═══ Entries provided ═══

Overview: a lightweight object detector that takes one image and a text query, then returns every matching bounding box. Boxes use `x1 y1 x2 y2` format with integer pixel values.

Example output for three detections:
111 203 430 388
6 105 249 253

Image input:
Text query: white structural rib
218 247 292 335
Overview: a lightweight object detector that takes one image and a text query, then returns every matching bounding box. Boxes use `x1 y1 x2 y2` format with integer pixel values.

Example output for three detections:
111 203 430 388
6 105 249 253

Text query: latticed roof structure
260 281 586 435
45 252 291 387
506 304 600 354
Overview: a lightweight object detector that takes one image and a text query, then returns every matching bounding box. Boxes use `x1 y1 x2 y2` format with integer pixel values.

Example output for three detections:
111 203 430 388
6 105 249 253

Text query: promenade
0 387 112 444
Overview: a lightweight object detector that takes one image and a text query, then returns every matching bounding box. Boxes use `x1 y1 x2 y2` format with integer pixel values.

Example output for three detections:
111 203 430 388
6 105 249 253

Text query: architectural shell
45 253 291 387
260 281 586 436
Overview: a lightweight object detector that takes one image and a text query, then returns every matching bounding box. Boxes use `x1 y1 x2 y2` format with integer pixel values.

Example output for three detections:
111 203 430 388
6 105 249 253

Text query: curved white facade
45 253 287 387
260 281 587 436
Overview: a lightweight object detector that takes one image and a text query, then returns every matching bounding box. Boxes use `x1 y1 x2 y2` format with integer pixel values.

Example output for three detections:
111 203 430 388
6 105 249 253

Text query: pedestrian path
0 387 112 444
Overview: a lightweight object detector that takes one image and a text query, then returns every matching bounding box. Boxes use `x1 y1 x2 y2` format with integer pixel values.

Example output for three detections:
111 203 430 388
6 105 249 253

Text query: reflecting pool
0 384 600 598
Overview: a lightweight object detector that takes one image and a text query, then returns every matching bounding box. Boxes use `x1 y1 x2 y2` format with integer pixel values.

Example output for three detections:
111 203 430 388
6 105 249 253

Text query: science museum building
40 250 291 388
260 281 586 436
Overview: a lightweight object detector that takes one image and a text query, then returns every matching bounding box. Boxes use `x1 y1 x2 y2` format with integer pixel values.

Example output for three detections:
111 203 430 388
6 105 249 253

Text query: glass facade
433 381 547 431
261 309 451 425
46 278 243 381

═══
═══ Entries provided ═══

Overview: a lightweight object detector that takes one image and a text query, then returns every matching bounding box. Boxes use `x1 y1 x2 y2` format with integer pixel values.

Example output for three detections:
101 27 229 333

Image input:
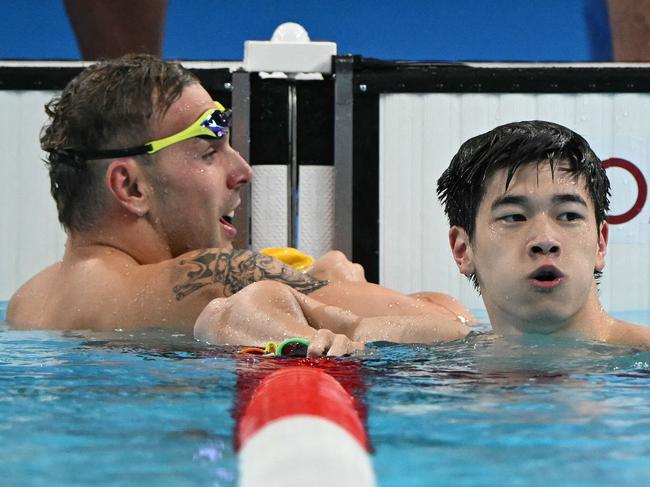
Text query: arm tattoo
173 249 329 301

═══

### Directive
Pick out each line in the entries above that contains the word "facade", and copy those lines out in full.

### Answer to the exercise
Text query: curved white facade
Text query: glass facade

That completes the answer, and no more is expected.